Go through the listing and copy each line with the string "cloud".
┌────────
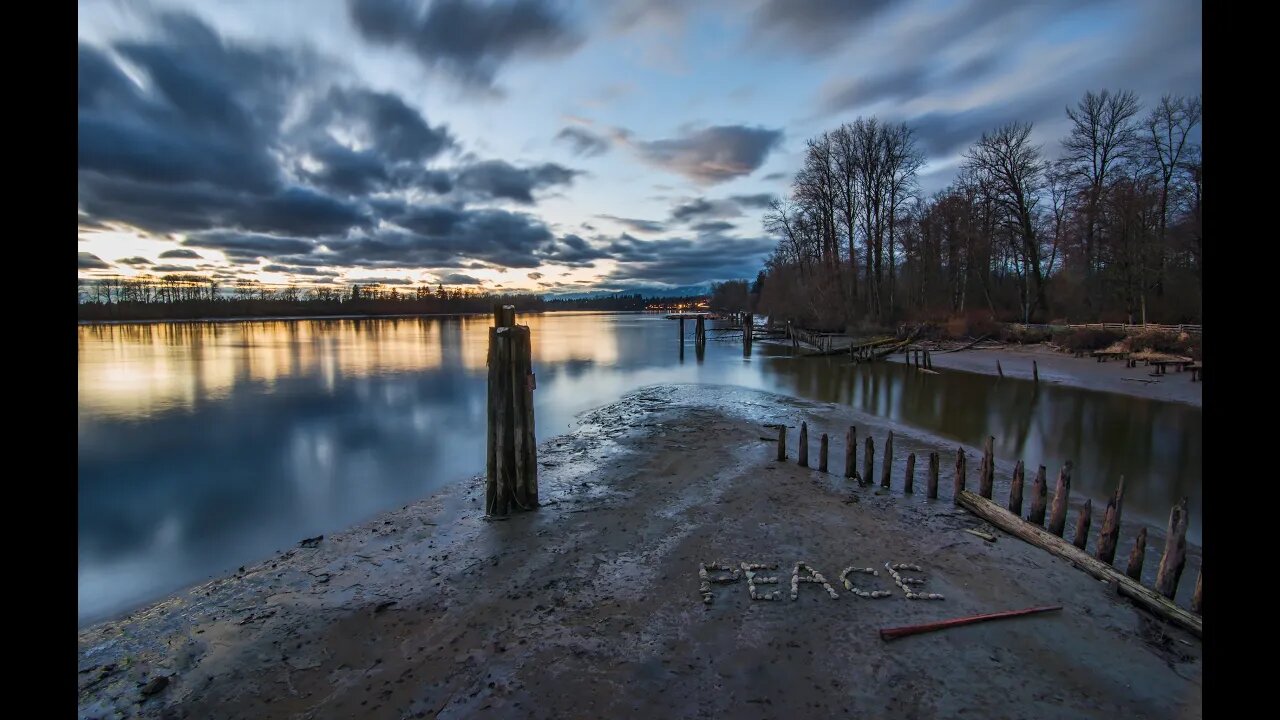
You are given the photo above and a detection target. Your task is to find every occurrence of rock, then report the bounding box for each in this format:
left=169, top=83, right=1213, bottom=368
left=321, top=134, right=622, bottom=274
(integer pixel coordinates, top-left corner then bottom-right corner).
left=140, top=675, right=170, bottom=697
left=299, top=535, right=323, bottom=549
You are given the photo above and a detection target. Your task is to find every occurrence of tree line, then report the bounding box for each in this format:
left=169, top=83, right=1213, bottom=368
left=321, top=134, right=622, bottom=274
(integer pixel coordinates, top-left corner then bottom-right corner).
left=77, top=275, right=701, bottom=321
left=748, top=91, right=1201, bottom=329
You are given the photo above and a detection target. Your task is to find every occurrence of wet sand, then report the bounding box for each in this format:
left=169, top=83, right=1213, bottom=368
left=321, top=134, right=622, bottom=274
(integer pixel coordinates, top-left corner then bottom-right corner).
left=78, top=385, right=1201, bottom=719
left=889, top=344, right=1202, bottom=407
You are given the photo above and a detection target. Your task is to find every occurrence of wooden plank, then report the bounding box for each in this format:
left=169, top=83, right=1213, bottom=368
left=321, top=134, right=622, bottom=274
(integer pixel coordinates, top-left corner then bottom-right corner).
left=956, top=491, right=1202, bottom=637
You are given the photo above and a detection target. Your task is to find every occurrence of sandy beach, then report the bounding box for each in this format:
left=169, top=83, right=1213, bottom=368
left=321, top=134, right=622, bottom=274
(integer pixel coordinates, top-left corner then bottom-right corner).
left=78, top=385, right=1201, bottom=720
left=887, top=343, right=1202, bottom=407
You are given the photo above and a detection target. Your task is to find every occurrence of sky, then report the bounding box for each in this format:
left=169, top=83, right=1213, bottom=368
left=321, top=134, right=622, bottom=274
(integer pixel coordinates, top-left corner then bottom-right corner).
left=77, top=0, right=1202, bottom=295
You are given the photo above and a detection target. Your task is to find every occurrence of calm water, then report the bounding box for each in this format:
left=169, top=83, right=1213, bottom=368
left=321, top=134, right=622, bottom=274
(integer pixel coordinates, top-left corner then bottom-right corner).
left=78, top=312, right=1202, bottom=626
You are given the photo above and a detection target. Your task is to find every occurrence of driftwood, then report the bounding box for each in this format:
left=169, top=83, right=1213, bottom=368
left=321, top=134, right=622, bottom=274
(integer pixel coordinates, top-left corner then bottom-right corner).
left=880, top=605, right=1061, bottom=641
left=957, top=491, right=1202, bottom=638
left=941, top=334, right=991, bottom=353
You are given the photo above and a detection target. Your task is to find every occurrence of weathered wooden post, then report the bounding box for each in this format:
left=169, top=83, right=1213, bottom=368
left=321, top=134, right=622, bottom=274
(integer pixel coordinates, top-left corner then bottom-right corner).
left=1155, top=498, right=1189, bottom=599
left=776, top=425, right=787, bottom=461
left=880, top=431, right=893, bottom=488
left=979, top=436, right=995, bottom=498
left=996, top=359, right=1004, bottom=377
left=1095, top=476, right=1126, bottom=565
left=844, top=426, right=856, bottom=479
left=1032, top=360, right=1039, bottom=383
left=798, top=422, right=809, bottom=468
left=952, top=447, right=966, bottom=503
left=679, top=317, right=685, bottom=342
left=1126, top=527, right=1148, bottom=580
left=863, top=436, right=874, bottom=486
left=819, top=433, right=829, bottom=472
left=1047, top=461, right=1073, bottom=537
left=486, top=305, right=538, bottom=516
left=1072, top=498, right=1092, bottom=550
left=1008, top=460, right=1025, bottom=516
left=1028, top=465, right=1048, bottom=526
left=927, top=452, right=939, bottom=499
left=1191, top=569, right=1202, bottom=615
left=904, top=453, right=915, bottom=494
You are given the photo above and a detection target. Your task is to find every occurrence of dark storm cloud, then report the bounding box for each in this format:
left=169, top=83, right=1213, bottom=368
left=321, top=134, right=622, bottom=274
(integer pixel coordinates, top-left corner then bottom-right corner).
left=158, top=248, right=202, bottom=259
left=117, top=256, right=154, bottom=266
left=669, top=198, right=741, bottom=223
left=347, top=0, right=583, bottom=91
left=596, top=215, right=665, bottom=233
left=540, top=233, right=611, bottom=267
left=821, top=66, right=930, bottom=114
left=455, top=160, right=580, bottom=203
left=692, top=221, right=735, bottom=233
left=262, top=265, right=341, bottom=277
left=325, top=207, right=555, bottom=269
left=183, top=231, right=318, bottom=259
left=149, top=264, right=197, bottom=273
left=630, top=125, right=783, bottom=184
left=441, top=273, right=482, bottom=285
left=322, top=86, right=453, bottom=162
left=599, top=234, right=776, bottom=286
left=554, top=126, right=610, bottom=156
left=352, top=276, right=415, bottom=285
left=79, top=252, right=111, bottom=269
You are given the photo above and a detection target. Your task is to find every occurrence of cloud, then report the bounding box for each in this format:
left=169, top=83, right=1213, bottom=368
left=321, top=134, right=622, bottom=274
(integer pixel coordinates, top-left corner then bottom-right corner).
left=692, top=221, right=735, bottom=233
left=117, top=256, right=155, bottom=266
left=596, top=215, right=665, bottom=233
left=351, top=276, right=415, bottom=285
left=158, top=248, right=202, bottom=259
left=599, top=233, right=776, bottom=286
left=441, top=273, right=482, bottom=285
left=455, top=160, right=580, bottom=203
left=750, top=0, right=893, bottom=55
left=729, top=193, right=776, bottom=209
left=347, top=0, right=583, bottom=92
left=554, top=126, right=610, bottom=156
left=79, top=252, right=111, bottom=269
left=324, top=207, right=556, bottom=269
left=628, top=125, right=783, bottom=184
left=669, top=198, right=741, bottom=223
left=183, top=231, right=318, bottom=259
left=149, top=264, right=200, bottom=273
left=540, top=233, right=611, bottom=267
left=527, top=272, right=544, bottom=280
left=262, top=264, right=341, bottom=277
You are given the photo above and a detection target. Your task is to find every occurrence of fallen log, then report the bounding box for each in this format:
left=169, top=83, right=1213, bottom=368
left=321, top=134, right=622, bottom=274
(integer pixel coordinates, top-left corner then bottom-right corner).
left=956, top=490, right=1202, bottom=638
left=880, top=605, right=1062, bottom=641
left=941, top=334, right=992, bottom=353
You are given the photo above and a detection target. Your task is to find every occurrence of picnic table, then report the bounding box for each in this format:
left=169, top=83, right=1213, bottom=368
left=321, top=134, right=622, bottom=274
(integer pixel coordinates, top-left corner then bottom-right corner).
left=1092, top=350, right=1130, bottom=362
left=1149, top=358, right=1196, bottom=375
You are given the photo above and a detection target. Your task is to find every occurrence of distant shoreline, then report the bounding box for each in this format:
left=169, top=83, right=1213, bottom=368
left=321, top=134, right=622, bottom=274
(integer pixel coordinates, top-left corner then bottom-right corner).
left=76, top=309, right=656, bottom=327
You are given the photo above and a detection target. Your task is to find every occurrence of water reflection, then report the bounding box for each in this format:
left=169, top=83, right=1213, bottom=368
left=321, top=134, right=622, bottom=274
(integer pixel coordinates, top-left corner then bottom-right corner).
left=78, top=313, right=1201, bottom=626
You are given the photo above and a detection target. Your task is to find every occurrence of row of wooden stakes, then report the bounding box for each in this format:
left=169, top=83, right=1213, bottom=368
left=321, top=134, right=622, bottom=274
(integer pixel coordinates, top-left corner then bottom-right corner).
left=774, top=422, right=1201, bottom=623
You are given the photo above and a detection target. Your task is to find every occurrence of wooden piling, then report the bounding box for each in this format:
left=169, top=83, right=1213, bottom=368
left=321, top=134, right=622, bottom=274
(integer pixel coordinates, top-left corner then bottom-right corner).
left=485, top=306, right=537, bottom=516
left=925, top=349, right=932, bottom=369
left=1047, top=461, right=1073, bottom=537
left=952, top=447, right=966, bottom=503
left=1095, top=476, right=1126, bottom=565
left=1032, top=360, right=1039, bottom=383
left=1190, top=569, right=1202, bottom=615
left=1154, top=497, right=1189, bottom=600
left=1028, top=465, right=1048, bottom=526
left=1126, top=527, right=1148, bottom=580
left=776, top=425, right=787, bottom=461
left=997, top=359, right=1003, bottom=377
left=1008, top=460, right=1025, bottom=516
left=798, top=422, right=809, bottom=468
left=927, top=452, right=939, bottom=499
left=904, top=453, right=915, bottom=494
left=844, top=426, right=856, bottom=479
left=880, top=431, right=894, bottom=488
left=1072, top=498, right=1092, bottom=550
left=679, top=317, right=685, bottom=341
left=863, top=436, right=874, bottom=486
left=979, top=436, right=994, bottom=499
left=819, top=433, right=829, bottom=472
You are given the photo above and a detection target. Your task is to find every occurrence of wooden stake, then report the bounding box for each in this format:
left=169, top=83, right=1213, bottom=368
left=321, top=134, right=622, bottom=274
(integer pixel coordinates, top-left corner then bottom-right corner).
left=819, top=433, right=829, bottom=473
left=1047, top=461, right=1073, bottom=537
left=798, top=422, right=809, bottom=468
left=979, top=436, right=995, bottom=498
left=1028, top=465, right=1048, bottom=526
left=863, top=436, right=874, bottom=486
left=956, top=491, right=1200, bottom=638
left=1126, top=527, right=1148, bottom=580
left=1072, top=498, right=1092, bottom=550
left=904, top=453, right=916, bottom=494
left=844, top=426, right=856, bottom=479
left=1190, top=569, right=1202, bottom=615
left=927, top=452, right=939, bottom=499
left=880, top=605, right=1062, bottom=641
left=1155, top=497, right=1189, bottom=600
left=1095, top=476, right=1125, bottom=565
left=1032, top=360, right=1039, bottom=383
left=880, top=431, right=894, bottom=488
left=997, top=359, right=1004, bottom=377
left=1008, top=460, right=1025, bottom=516
left=952, top=447, right=966, bottom=503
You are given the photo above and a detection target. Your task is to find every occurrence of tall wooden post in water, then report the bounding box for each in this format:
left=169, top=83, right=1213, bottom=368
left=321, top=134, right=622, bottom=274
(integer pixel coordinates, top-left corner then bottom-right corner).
left=486, top=305, right=538, bottom=516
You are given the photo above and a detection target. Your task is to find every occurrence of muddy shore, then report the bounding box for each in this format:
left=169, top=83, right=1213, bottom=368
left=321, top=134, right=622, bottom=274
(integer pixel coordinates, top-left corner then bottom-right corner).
left=78, top=385, right=1201, bottom=719
left=888, top=343, right=1202, bottom=407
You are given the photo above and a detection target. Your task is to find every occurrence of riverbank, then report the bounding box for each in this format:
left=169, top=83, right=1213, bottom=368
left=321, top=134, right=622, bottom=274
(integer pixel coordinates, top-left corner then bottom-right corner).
left=78, top=385, right=1201, bottom=719
left=888, top=343, right=1203, bottom=407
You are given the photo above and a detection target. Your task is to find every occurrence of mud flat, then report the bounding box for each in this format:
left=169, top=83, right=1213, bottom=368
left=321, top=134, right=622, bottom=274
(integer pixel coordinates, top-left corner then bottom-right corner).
left=78, top=385, right=1201, bottom=720
left=891, top=343, right=1202, bottom=407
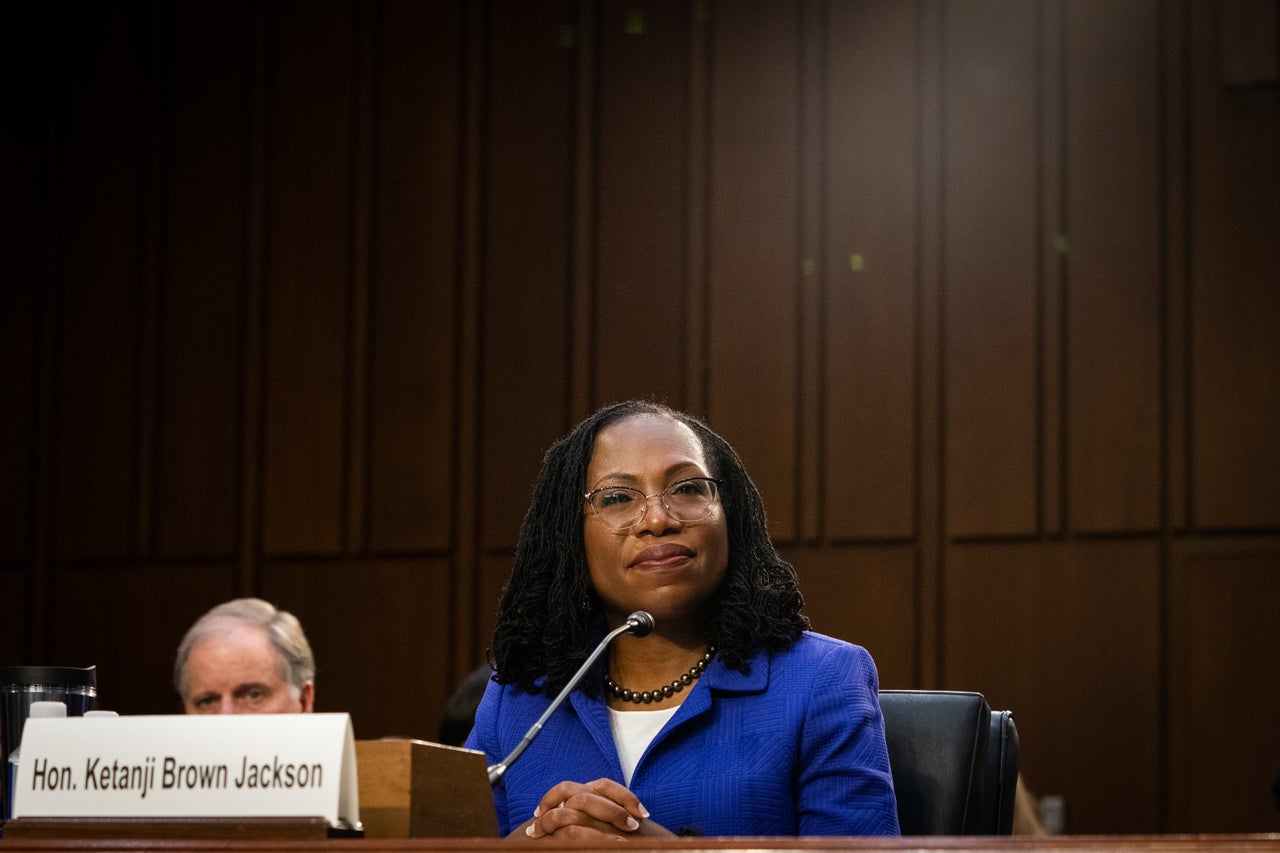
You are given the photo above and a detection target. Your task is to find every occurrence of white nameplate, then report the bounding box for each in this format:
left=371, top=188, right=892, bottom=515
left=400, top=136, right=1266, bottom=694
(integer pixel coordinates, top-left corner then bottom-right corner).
└────────
◆ Reply:
You are given the photo above and a detection target. Your task is to find every occurrence of dark storm cloud, then report the bounding box for each in this format:
You are given the photo above and a detection target. Your task is to find every occurrence of cloud, then report the bounding box for each in this format:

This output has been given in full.